- [Requirement]: Go through the entries one line at a time, and gather every line that has the word "clicks".

- [Data for this exercise]:
******************************

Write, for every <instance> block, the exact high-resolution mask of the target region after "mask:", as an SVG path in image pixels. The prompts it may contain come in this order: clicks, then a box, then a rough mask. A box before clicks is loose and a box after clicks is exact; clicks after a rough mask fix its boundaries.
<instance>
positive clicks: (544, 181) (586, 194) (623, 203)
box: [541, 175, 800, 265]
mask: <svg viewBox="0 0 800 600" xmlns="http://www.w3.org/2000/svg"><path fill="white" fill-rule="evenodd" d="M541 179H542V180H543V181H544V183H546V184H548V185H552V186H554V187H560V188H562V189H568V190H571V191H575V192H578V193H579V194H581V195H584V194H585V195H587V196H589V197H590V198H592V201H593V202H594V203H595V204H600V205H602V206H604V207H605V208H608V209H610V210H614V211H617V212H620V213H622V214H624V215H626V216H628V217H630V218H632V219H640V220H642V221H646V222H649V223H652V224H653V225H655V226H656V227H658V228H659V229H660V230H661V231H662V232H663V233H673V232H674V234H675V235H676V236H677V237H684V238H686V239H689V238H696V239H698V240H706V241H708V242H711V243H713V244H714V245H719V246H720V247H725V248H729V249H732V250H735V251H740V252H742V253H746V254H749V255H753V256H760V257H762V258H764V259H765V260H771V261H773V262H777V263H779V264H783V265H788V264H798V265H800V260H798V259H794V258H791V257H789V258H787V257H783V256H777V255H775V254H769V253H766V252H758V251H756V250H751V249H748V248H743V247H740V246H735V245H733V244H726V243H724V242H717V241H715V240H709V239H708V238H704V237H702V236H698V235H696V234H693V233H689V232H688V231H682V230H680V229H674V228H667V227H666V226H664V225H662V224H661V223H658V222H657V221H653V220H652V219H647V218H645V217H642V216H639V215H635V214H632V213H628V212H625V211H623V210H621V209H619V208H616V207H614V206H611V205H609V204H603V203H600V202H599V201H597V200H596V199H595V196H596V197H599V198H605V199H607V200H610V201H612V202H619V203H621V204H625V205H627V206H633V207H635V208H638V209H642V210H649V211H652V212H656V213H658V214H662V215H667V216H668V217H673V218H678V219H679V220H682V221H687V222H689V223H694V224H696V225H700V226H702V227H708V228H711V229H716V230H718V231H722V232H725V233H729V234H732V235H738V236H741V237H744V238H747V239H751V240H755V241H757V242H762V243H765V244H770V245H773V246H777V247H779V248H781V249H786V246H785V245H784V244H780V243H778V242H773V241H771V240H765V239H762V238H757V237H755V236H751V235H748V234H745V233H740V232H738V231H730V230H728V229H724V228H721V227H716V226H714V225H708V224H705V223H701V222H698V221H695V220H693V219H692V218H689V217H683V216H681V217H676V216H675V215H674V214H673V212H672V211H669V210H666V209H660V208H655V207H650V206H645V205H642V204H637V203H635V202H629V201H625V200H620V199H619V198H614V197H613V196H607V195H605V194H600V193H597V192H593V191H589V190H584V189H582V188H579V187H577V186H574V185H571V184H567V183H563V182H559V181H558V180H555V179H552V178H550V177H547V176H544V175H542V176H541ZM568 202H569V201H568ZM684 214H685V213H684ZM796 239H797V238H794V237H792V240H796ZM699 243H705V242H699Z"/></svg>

******************************

- [Answer for the task]:
Write, for every <instance> block, the exact high-resolution mask of the target region after "mask:", as an SVG path in image pixels. The prompts it may contain come in this order: clicks, then a box, then a rough mask. A box before clicks is loose and a box after clicks is exact; clicks after a rough mask fix its boundaries.
positive clicks: (544, 181) (586, 194) (623, 203)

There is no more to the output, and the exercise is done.